BRONDOCUMENT:
=======

ECLI:NL:HR:2016:680

Hoge Raad

Datum uitspraak
19 april 2016
Publicatiedatum
19 april 2016
Zaaknummer
15/01641
Instantie
Hoge Raad
Type
Uitspraak
Rechtsgebied
Strafrecht
Procedures
  • Cassatie
Rechters
Vindplaatsen
  • Rechtspraak.nl
AI samenvatting door LexboostAutomatisch gegenereerd

Bewijsklacht omtrent voorhanden hebben van vuurwapen en patronen in relatie tot bewustheid van de verdachte

In deze zaak heeft de Hoge Raad op 19 april 2016 uitspraak gedaan in een cassatieprocedure tegen een arrest van het Gerechtshof Arnhem-Leeuwarden. De verdachte, geboren in 1983, was aangeklaagd voor het voorhanden hebben van een vuurwapen en munitie, zoals vastgelegd in artikel 26 van de Wet Wapens en Munitie (WWM). De kern van de zaak draaide om de vraag of de verdachte zich bewust was van de aanwezigheid van het wapen en de munitie in de auto waarin hij zich bevond. De verdachte had verklaard dat hij niet op de hoogte was van het wapen, dat zich in een jas bevond die door een medeverdachte achter zijn bestuurdersstoel was gelegd. Het Hof had geoordeeld dat de verdachte zich in meerdere of mindere mate bewust was van de aanwezigheid van het wapen en de munitie, maar de Hoge Raad vond deze motivering onvoldoende onderbouwd. De Hoge Raad oordeelde dat voor een veroordeling op basis van artikel 26 WWM vereist is dat er sprake is van een zekere mate van bewustheid bij de verdachte omtrent de aanwezigheid van het wapen of de munitie. Aangezien het Hof geen nadere motivering had gegeven voor zijn oordeel, was de uitspraak niet begrijpelijk. De Hoge Raad vernietigde de bestreden uitspraak, maar alleen wat betreft de beslissingen over de tenlastelegging en de strafoplegging, en verwees de zaak terug naar het Gerechtshof voor herbehandeling.

Uitspraak

19 april 2016
Strafkamer
nr. S 15/01641
CB/IF
Hoge Raad der Nederlanden
Arrest
op het beroep in cassatie tegen een arrest van het Gerechtshof Arnhem-Leeuwarden, zittingsplaats Arnhem, van 31 maart 2015, nummer 21/006749-14, in de strafzaak tegen:
[verdachte], geboren te [geboorteplaats] op [geboortedatum] 1983.

=======

GEGEVENS BIJ OPDRACHT:
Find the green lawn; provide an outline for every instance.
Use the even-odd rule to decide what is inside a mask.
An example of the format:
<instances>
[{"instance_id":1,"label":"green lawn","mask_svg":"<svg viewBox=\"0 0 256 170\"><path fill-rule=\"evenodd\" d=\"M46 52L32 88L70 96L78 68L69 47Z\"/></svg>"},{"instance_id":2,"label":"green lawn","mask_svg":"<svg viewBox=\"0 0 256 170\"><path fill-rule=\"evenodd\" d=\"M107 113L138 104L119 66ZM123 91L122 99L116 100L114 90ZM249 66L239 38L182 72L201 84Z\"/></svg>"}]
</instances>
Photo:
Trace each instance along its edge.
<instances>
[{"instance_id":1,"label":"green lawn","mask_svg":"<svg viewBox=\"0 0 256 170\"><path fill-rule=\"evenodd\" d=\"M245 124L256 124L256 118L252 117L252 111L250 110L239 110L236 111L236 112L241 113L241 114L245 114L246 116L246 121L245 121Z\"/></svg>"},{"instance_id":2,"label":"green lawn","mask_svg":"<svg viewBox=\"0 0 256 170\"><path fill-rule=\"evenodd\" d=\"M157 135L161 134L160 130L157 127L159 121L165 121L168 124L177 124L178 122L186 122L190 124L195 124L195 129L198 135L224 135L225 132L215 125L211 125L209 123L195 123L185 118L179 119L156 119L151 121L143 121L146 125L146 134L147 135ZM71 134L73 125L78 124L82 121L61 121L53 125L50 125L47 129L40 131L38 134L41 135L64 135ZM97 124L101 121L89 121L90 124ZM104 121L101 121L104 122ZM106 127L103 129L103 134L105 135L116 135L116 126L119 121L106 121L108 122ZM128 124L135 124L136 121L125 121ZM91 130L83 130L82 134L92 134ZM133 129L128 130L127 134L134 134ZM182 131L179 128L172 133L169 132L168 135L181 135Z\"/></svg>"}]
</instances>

=======

OPDRACHTEN:
1. Tegen een arrest van welk gerechtshof werd volgens het brondocument beroep in cassatie ingesteld?
2. Haal uit de rijen elke regel die de tekenreeks "label" bevat.

ANTWOORDEN PER OPDRACHT:
1. Tegen een arrest van het Gerechtshof Arnhem-Leeuwarden, zittingsplaats Arnhem.

2.
[{"instance_id":1,"label":"green lawn","mask_svg":"<svg viewBox=\"0 0 256 170\"><path fill-rule=\"evenodd\" d=\"M46 52L32 88L70 96L78 68L69 47Z\"/></svg>"},{"instance_id":2,"label":"green lawn","mask_svg":"<svg viewBox=\"0 0 256 170\"><path fill-rule=\"evenodd\" d=\"M107 113L138 104L119 66ZM123 91L122 99L116 100L114 90ZM249 66L239 38L182 72L201 84Z\"/></svg>"}]
[{"instance_id":1,"label":"green lawn","mask_svg":"<svg viewBox=\"0 0 256 170\"><path fill-rule=\"evenodd\" d=\"M245 124L256 124L256 118L252 117L252 111L250 110L239 110L236 111L236 112L241 113L241 114L245 114L246 116L246 121L245 121Z\"/></svg>"},{"instance_id":2,"label":"green lawn","mask_svg":"<svg viewBox=\"0 0 256 170\"><path fill-rule=\"evenodd\" d=\"M157 135L161 134L160 130L157 127L159 121L165 121L168 124L177 124L178 122L186 122L190 124L195 124L195 129L198 135L224 135L225 132L215 125L211 125L209 123L195 123L185 118L179 119L156 119L151 121L143 121L146 125L146 134L147 135ZM71 134L73 125L78 124L82 121L61 121L53 125L50 125L47 129L40 131L38 134L41 135L64 135ZM97 124L101 121L89 121L90 124ZM104 121L101 121L104 122ZM106 127L103 129L103 134L105 135L116 135L116 126L119 121L106 121L108 122ZM128 124L135 124L136 121L125 121ZM91 130L83 130L82 134L92 134ZM133 129L128 130L127 134L134 134ZM182 131L179 128L172 133L169 132L168 135L181 135Z\"/></svg>"}]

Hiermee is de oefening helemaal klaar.